-- start of Selection --

The BobBot argument is specious. In the case of climate change you know full well that climate change deniers are in the minority scientific view and quite rightly ask him why he chooses to believe a view in opposition to the scientific mainstream.

This case I'm talking about is different because the facts don't seem to be in dispute. They are just not talked about much. Not prioritised. That's hardly the same thing is it now? The facts don't seem to be in dispute just what you consider should be done about it.



Spandex said:


> ...
> 
> Various scenarios....
> 
> Would you suddenly change your mind which should be prioritised?


Yes Why are you trying to imply I can't be rational about it?

You are hardly being fair or polite spandex. Attacking the person, rather than the argument, with obtuse misinterpretions is very disappointing. Come on be nice.

All I'm saying is it's an elephant in the room which isn't being talked about as regards what can be effective. What seems to be holding back progress in this respect is people's unwillingness to change their habits. That's the main argument being put forward here. I've already suggested that was the main reason.

We could all do our little bit if we wanted to. In that respect it's like voting. Perhaps as the seas rise the tide will turn the demographic?


----------



## Spandex (Feb 20, 2009)

John-H said:


> Spandex said:
> 
> 
> > I didn't even say it didn't make sense to act on it .... What I talked about was priorities ...
> ...


I still can't see how you can conclude that I was saying not to act on it. I'm simply saying that you don't choose what to act on in order of magnitude. That statement doesn't preclude acting on multiple things at once, nor does it mean you ignore anything that's not the highest priority. That being said, it _may not_ make any sense to act on this particular issue, if the other factors point to it not being worth the effort. But you'd have to look beyond the simple 'magnitude' to make that decision.


John-H said:


> Why did you mention the data was old if you didn't update it? It could have been an aside but the implication you appear to make is it's of lesser worth for being old. My moon landing reference is just a simple demonstration of that being an incorrect assumption.


Your moon landing reference is ridiculous. To say that it is analogous is just plain bizarre. We landed on the moon in the past, but that doesn't mean we are still currently landing on the moon. We measured CO2 output at certain levels in the past, but that doesn't mean we are still outputting the same levels now. Yes?



John-H said:


> To bang it home further you say I would pick up BobBot for using old data. Rubbish. I'd only do that if there was new data that contradicted it.


No, the age of the data alone should give you pause. As I said, it may still be the same, it may not, but the more time that passes, the less reliable we have to consider it.

-- end of Selection --

Exercise tasks
**A)** In the thread, what does Spandex say the age of the data alone should give John-H?
**B)** Write out everything in the records from the line containing "Ground lighted topiary" down to the end of the records, both ends included and the requests kept, multiplying each coordinate in the answers by 1.05 and rounding to whole numbers, with halves rounded up. Leave the requests and their sample coordinates unchanged.
The thread and the records are separate material.

-- start of Provided material --

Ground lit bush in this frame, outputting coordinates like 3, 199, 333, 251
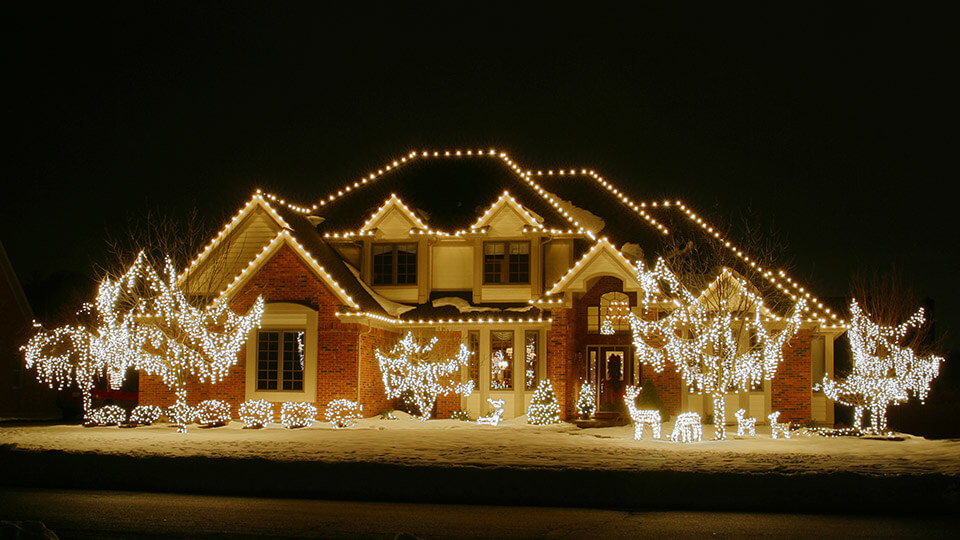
280, 401, 317, 429
195, 399, 232, 427
240, 399, 273, 428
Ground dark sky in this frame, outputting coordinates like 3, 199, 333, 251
0, 2, 960, 346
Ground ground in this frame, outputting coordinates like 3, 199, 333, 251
0, 413, 960, 477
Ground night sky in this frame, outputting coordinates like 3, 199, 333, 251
0, 2, 960, 348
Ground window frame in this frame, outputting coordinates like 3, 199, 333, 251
482, 240, 532, 285
370, 241, 420, 287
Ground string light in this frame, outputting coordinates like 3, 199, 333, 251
823, 300, 944, 434
374, 332, 474, 421
327, 399, 363, 429
733, 409, 757, 437
767, 411, 790, 439
477, 398, 507, 426
577, 381, 597, 418
130, 405, 163, 426
238, 399, 273, 429
527, 379, 560, 426
83, 405, 127, 427
280, 401, 317, 429
629, 258, 806, 440
195, 399, 233, 427
623, 386, 661, 441
670, 412, 703, 443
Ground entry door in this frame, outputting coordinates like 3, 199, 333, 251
587, 345, 633, 409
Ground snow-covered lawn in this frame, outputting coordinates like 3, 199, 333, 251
0, 413, 960, 475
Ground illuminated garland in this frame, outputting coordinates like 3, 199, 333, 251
280, 401, 317, 429
83, 405, 127, 427
623, 386, 662, 441
527, 379, 560, 426
767, 411, 790, 439
129, 405, 163, 426
629, 258, 806, 440
670, 412, 703, 442
577, 381, 597, 418
375, 332, 474, 421
195, 399, 233, 427
238, 399, 273, 428
823, 300, 944, 434
327, 399, 363, 429
733, 409, 757, 437
477, 398, 507, 426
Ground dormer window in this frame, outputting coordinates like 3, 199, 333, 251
483, 242, 530, 284
373, 244, 417, 285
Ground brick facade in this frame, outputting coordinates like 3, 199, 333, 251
770, 330, 812, 424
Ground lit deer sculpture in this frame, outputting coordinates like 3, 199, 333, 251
623, 386, 660, 441
477, 398, 506, 426
767, 411, 790, 439
670, 412, 703, 442
734, 409, 757, 437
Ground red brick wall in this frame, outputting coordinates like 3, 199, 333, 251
771, 330, 812, 424
140, 246, 377, 419
547, 308, 578, 420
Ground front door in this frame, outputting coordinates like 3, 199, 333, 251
587, 345, 633, 410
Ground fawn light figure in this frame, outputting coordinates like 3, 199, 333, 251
670, 412, 703, 442
477, 398, 506, 426
734, 409, 757, 437
767, 411, 790, 439
623, 386, 660, 441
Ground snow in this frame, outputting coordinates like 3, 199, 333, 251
0, 411, 960, 475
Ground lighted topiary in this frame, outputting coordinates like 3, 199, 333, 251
239, 399, 273, 428
83, 405, 127, 427
280, 401, 317, 429
527, 379, 560, 426
195, 399, 232, 427
130, 405, 163, 426
327, 399, 363, 429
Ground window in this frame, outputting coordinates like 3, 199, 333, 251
490, 331, 513, 390
373, 244, 417, 285
467, 330, 480, 388
523, 330, 540, 390
257, 330, 305, 391
483, 242, 530, 283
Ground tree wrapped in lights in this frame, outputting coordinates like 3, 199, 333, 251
376, 332, 473, 421
527, 379, 560, 426
823, 300, 943, 433
630, 258, 806, 439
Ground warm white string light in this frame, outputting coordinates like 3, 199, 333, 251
733, 409, 757, 437
375, 332, 474, 421
527, 379, 560, 426
238, 399, 273, 429
823, 300, 943, 433
670, 412, 703, 442
629, 258, 806, 440
623, 386, 662, 441
327, 399, 363, 429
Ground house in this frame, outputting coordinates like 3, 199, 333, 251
140, 150, 844, 423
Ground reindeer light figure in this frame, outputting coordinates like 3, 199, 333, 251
767, 411, 790, 439
623, 386, 660, 441
734, 409, 757, 437
670, 412, 703, 442
477, 398, 506, 426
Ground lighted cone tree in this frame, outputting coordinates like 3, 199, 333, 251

-- end of Provided material --

Solutions
**A)** Pause.

**B)**
Ground lighted topiary in this frame, outputting coordinates like 3, 199, 333, 251
251, 419, 287, 449
87, 425, 133, 448
294, 421, 333, 450
553, 398, 588, 447
205, 419, 244, 448
137, 425, 171, 447
343, 419, 381, 450
Ground window in this frame, outputting coordinates like 3, 199, 333, 251
515, 348, 539, 410
392, 256, 438, 299
490, 347, 504, 407
549, 347, 567, 410
270, 347, 320, 411
507, 254, 557, 297
Ground tree wrapped in lights in this frame, outputting coordinates like 3, 199, 333, 251
395, 349, 497, 442
553, 398, 588, 447
864, 315, 990, 455
662, 271, 846, 461
Ground warm white string light in this frame, outputting coordinates like 3, 199, 333, 251
770, 429, 795, 459
394, 349, 498, 442
553, 398, 588, 447
250, 419, 287, 450
864, 315, 990, 455
704, 433, 738, 464
660, 271, 846, 462
654, 405, 695, 463
343, 419, 381, 450
Ground house in this frame, outputting coordinates like 3, 199, 333, 251
147, 158, 886, 444
Ground reindeer light figure in this frame, outputting coordinates like 3, 199, 333, 251
805, 432, 830, 461
654, 405, 693, 463
771, 429, 795, 459
704, 433, 738, 464
501, 418, 531, 447
Ground lighted cone tree in this frame, outputting coordinates like 3, 199, 333, 251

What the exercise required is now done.